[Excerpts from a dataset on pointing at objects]
++++++++
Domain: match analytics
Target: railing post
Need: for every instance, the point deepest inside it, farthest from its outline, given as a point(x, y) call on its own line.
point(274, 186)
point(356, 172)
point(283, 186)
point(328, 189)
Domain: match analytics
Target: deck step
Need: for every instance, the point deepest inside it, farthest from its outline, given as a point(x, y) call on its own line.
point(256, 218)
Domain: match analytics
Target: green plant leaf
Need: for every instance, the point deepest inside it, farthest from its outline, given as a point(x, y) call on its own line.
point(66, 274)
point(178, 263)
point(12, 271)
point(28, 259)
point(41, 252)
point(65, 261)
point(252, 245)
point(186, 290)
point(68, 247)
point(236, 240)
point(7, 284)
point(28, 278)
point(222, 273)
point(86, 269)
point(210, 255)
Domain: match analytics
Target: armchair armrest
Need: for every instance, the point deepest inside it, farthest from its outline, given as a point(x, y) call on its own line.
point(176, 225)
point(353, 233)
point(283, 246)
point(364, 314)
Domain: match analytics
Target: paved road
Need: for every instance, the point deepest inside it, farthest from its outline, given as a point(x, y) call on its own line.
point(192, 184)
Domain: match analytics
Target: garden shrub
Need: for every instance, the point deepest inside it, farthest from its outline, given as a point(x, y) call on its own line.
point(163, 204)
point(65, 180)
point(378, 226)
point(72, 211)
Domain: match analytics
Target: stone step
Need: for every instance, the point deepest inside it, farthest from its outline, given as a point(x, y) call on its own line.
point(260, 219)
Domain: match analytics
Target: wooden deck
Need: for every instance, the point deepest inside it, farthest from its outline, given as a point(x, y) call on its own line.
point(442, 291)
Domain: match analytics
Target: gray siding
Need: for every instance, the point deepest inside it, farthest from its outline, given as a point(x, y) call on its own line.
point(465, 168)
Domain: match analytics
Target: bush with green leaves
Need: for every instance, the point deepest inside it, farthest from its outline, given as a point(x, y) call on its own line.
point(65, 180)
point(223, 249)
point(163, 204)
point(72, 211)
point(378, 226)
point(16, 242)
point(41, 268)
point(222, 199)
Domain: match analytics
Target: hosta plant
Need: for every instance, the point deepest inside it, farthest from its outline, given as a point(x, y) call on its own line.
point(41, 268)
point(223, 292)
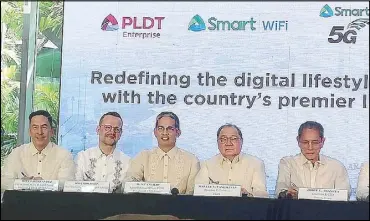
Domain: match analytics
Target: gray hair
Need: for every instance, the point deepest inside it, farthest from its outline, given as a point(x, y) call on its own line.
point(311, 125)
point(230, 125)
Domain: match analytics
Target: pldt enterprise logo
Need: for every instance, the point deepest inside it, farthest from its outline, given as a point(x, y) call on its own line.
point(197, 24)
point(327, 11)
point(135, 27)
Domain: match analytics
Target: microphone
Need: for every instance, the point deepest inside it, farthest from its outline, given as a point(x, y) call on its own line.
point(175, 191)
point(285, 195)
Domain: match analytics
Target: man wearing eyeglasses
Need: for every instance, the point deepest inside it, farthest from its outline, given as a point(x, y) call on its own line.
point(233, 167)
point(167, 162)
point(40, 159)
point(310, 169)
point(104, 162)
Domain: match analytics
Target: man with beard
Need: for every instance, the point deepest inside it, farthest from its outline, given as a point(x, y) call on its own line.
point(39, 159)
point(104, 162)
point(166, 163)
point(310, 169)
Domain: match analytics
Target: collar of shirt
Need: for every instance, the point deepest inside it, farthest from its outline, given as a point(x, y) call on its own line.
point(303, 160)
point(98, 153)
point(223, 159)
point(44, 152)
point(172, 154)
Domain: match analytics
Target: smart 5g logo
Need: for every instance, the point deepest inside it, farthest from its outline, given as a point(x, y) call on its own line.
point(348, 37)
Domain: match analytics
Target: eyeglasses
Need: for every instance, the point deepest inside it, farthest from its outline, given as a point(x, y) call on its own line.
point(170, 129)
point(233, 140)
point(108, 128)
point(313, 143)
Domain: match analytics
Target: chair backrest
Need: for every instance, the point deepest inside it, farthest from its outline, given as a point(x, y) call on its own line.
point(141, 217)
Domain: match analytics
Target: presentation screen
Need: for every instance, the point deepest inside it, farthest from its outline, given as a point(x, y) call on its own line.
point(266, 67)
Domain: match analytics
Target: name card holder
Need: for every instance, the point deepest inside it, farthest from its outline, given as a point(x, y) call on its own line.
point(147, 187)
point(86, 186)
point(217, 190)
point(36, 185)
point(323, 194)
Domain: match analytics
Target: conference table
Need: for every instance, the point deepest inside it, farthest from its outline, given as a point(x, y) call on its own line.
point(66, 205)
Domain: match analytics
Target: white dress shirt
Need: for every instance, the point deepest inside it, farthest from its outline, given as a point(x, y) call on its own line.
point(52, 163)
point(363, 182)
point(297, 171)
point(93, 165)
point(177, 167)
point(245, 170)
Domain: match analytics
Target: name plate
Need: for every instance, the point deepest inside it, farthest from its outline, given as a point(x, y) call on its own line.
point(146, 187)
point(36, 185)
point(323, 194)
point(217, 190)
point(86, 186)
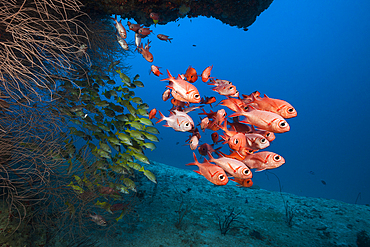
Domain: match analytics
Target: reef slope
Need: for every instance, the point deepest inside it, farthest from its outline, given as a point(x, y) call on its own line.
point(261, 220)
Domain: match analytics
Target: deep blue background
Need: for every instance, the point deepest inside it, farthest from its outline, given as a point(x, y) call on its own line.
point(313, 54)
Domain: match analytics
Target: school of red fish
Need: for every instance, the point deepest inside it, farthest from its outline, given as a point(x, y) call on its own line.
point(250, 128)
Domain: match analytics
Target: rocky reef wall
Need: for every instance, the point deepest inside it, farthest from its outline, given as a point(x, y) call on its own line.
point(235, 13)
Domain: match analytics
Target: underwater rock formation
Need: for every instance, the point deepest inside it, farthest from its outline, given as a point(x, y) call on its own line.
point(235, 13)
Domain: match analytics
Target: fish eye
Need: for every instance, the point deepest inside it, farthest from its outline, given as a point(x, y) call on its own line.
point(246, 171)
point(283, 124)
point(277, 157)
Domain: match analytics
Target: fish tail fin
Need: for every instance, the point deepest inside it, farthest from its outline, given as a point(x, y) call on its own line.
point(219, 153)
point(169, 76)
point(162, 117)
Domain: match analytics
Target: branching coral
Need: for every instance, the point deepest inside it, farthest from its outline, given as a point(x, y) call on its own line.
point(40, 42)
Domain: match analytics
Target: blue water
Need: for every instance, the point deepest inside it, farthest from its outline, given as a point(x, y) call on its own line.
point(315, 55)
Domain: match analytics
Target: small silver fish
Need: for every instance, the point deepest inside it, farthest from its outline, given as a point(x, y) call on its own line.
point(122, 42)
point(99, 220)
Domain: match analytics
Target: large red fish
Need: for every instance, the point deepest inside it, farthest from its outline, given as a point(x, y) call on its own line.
++++++++
> _GOAL_
Copy out every line of the entries above that contains the word "green".

> _RESPONSE TO THIS EXERCISE_
Target: green plant leaf
Target: bush with green leaves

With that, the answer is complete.